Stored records
== == ==

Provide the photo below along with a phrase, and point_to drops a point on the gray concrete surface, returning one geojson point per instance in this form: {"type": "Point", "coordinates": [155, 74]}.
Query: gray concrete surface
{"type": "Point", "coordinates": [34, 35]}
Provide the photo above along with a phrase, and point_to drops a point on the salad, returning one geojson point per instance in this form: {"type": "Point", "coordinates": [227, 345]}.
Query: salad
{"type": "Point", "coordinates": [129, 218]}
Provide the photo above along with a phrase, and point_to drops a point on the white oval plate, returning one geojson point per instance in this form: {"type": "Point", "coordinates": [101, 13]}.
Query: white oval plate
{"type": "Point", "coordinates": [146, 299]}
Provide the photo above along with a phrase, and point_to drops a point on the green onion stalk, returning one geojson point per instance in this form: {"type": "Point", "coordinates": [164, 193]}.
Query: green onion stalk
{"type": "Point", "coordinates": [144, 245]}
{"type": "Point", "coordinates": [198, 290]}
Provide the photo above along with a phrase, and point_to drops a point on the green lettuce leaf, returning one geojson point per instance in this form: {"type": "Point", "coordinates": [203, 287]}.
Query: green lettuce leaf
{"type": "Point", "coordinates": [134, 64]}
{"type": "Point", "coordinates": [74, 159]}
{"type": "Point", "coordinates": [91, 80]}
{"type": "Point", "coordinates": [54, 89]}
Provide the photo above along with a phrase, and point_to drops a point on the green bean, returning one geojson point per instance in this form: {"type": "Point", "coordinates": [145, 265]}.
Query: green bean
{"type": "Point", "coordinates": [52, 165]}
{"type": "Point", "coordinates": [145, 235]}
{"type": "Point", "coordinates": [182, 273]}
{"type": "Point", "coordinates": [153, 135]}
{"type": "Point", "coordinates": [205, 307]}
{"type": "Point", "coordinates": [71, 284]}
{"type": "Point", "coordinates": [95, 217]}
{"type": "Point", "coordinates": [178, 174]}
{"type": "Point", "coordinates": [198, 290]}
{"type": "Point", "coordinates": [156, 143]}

== == ==

What to work on ▸
Rewrite every one of the items above as a numbered list, omitting any blank lines.

Exercise solution ▸
1. Provide the photo below along with a phrase, and point_to drops a point on the gray concrete surface, returning one geojson point per instance in this form: {"type": "Point", "coordinates": [155, 74]}.
2. Query: gray concrete surface
3. {"type": "Point", "coordinates": [34, 35]}
4. Provide the photo above along with a phrase, and point_to drops a point on the salad, returning one geojson point per instance in this form: {"type": "Point", "coordinates": [227, 345]}.
5. Query: salad
6. {"type": "Point", "coordinates": [129, 218]}
7. Provide the photo above along with a phrase, and point_to drops a point on the white oval plate, returning one geojson point per instance in this form: {"type": "Point", "coordinates": [101, 13]}.
8. Query: white oval plate
9. {"type": "Point", "coordinates": [146, 299]}
10. Provide the photo above along with a phrase, and point_to drops a point on the green onion stalk, returning one geojson point per instance in this form: {"type": "Point", "coordinates": [164, 193]}.
11. Query: green onion stalk
12. {"type": "Point", "coordinates": [144, 245]}
13. {"type": "Point", "coordinates": [198, 290]}
14. Provide the photo above along with a phrase, and point_to drops a point on the green lettuce leaf, returning one geojson point per instance in this form: {"type": "Point", "coordinates": [203, 287]}.
15. Query: green lettuce leaf
16. {"type": "Point", "coordinates": [134, 64]}
17. {"type": "Point", "coordinates": [74, 159]}
18. {"type": "Point", "coordinates": [91, 80]}
19. {"type": "Point", "coordinates": [54, 89]}
20. Provide the photo above along with a phrase, and point_to drops a point on the green bean, returning one geojson point per instance in this form: {"type": "Point", "coordinates": [145, 265]}.
21. Query: green bean
22. {"type": "Point", "coordinates": [52, 165]}
23. {"type": "Point", "coordinates": [145, 235]}
24. {"type": "Point", "coordinates": [182, 273]}
25. {"type": "Point", "coordinates": [153, 135]}
26. {"type": "Point", "coordinates": [205, 307]}
27. {"type": "Point", "coordinates": [71, 284]}
28. {"type": "Point", "coordinates": [95, 217]}
29. {"type": "Point", "coordinates": [178, 174]}
30. {"type": "Point", "coordinates": [198, 290]}
31. {"type": "Point", "coordinates": [156, 143]}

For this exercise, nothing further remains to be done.